* **Short task 1**: Repeat word for word the lines of the listing that comes after the Grafana Explore lab guide, from the line containing "Note: in this practice we tag every instance of the sky" to the last line of that listing, including both.

* **Reading passage**:
+---+

Grafana Lab with Graphite Datasource metrics – Exploring

Uncategorized

Below is Step 1 only: a deep, student-ready lab guide for Exploring Graphite metrics in Grafana 13.x using Explore.

This assumes:

Graphite datasource is already added in Grafana
Graphite URL is working
Telegraf is sending Linux metrics to Graphite
Metrics prefix is telegraf
Hostname is linux-demo

Grafana Explore is designed for ad-hoc investigation before creating dashboards. Grafana describes Explore as the place to query, analyze, and aggregate data without first creating a dashboard. (Grafana Labs)


Lab 1: Explore Linux Metrics from Graphite in Grafana Explore

Objective

By the end of this lab, students will be able to:

1. Open Grafana Explore
2. Select the Graphite datasource
3. Browse available Graphite metrics
4. Query CPU, memory, disk, network, and load metrics
5. Use Graphite functions in Grafana Explore
6. Compare multiple metrics
7. Understand Graphite metric naming
8. Troubleshoot common Explore/query issues

Lab Architecture

Your current data flow is:

Linux Host
   ↓
Telegraf
   ↓
Graphite Carbon :2003
   ↓
Whisper Storage
   ↓
Graphite Web :8080
   ↓
Grafana Graphite Datasource
   ↓
Grafana Explore

In this setup, Telegraf collects Linux metrics every 10 seconds and sends them to Graphite. Grafana then reads those metrics from Graphite.


Important Concepts Before Starting

What is Grafana Explore?

Explore is Grafana’s investigation workspace. It is used to test queries, inspect metrics, compare values, and experiment before building dashboards or alerts. Grafana’s documentation says Explore lets you query and analyze data without creating a dashboard first. (Grafana Labs)

+---+

* **Record excerpts**:
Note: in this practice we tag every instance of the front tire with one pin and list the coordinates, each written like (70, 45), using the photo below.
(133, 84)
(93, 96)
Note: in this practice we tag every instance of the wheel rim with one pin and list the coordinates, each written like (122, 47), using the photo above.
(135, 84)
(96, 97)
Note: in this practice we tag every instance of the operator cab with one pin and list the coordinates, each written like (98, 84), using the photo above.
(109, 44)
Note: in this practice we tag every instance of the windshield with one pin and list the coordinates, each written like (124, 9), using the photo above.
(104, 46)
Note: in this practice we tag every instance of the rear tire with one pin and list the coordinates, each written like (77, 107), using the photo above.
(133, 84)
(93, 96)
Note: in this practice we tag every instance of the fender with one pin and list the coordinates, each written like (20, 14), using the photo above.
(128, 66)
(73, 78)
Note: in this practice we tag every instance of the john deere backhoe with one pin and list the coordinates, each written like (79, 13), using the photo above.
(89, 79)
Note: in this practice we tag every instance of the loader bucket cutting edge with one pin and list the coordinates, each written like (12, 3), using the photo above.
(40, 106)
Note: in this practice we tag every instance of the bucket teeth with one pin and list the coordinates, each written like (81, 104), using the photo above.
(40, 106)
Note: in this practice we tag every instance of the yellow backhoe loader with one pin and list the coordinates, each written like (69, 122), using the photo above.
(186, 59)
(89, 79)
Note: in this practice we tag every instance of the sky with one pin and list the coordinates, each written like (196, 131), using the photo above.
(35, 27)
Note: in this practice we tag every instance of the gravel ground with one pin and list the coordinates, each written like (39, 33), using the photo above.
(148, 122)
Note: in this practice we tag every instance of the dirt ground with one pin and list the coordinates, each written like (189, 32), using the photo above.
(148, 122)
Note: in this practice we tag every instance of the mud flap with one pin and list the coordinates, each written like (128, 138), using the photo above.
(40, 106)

+---+

* **Short task 2**: Extend the Grafana Explore lab guide, picking up right after its last sentence.

* **Output 1**:
Note: in this practice we tag every instance of the sky with one pin and list the coordinates, each written like (196, 131), using the photo above.
(35, 27)
Note: in this practice we tag every instance of the gravel ground with one pin and list the coordinates, each written like (39, 33), using the photo above.
(148, 122)
Note: in this practice we tag every instance of the dirt ground with one pin and list the coordinates, each written like (189, 32), using the photo above.
(148, 122)
Note: in this practice we tag every instance of the mud flap with one pin and list the coordinates, each written like (128, 138), using the photo above.
(40, 106)

* **Output 2**:
In simple words:

Dashboard = saved view for long-term monitoring
Explore = temporary workspace for investigation and learning

What is Graphite Query Format?

Graphite metrics are usually stored in a dot-separated path format:

telegraf.linux-demo.cpu.cpu-total.usage_active

Breakdown:

PartMeaning
telegrafMetric prefix configured in Telegraf
linux-demoHostname configured in Telegraf
cpuMeasurement type
cpu-totalCPU instance
usage_activeActual metric field

Grafana includes a Graphite-specific query editor that helps users navigate metric paths, add functions, and build Graphite queries. (Grafana Labs)


Pre-Lab Validation

Before students open Grafana Explore, validate that Graphite has metrics.

Run this on the Graphite server:

docker exec -it graphite find /opt/graphite/storage/whisper/telegraf -type f | head -20

Expected output should look similar to:

/opt/graphite/storage/whisper/telegraf/linux-demo/cpu/cpu-total/usage_active.wsp
/opt/graphite/storage/whisper/telegraf/linux-demo/mem/used_percent.wsp
/opt/graphite/storage/whisper/telegraf/linux-demo/system/load1.wsp

If .wsp files are visible, Graphite is storing metrics.

Also test Graphite API:

curl "http://localhost:8080/render?target=telegraf.linux-demo.cpu.cpu-total.usage_active&from=-10min&format=json"

Expected result:

JSON output with datapoints

If this works, Grafana should also be able to query Graphite.


Step 1.1: Open Grafana Explore

Login to Grafana.

From the left-side menu, click:

Explore

Depending on your Grafana 13.x UI, this may appear as:

Explore

or under the navigation/search menu.

You should see a query workspace with a datasource selector at the top.


Step 1.2: Select Graphite Datasource

At the top of Explore, select your Graphite datasource.

Example datasource name:

Graphite

or whatever name you used when adding it.

Expected result:

Grafana Explore opens the Graphite query editor.

If you see another datasource such as Prometheus, Loki, MySQL, or Elasticsearch, change it to Graphite.


Step 1.3: Set Time Range

At the top-right corner, set the time range to:

Last 15 minutes

Why?

Telegraf is sending fresh Linux metrics every 10 seconds. A short time range makes it easier to confirm live data.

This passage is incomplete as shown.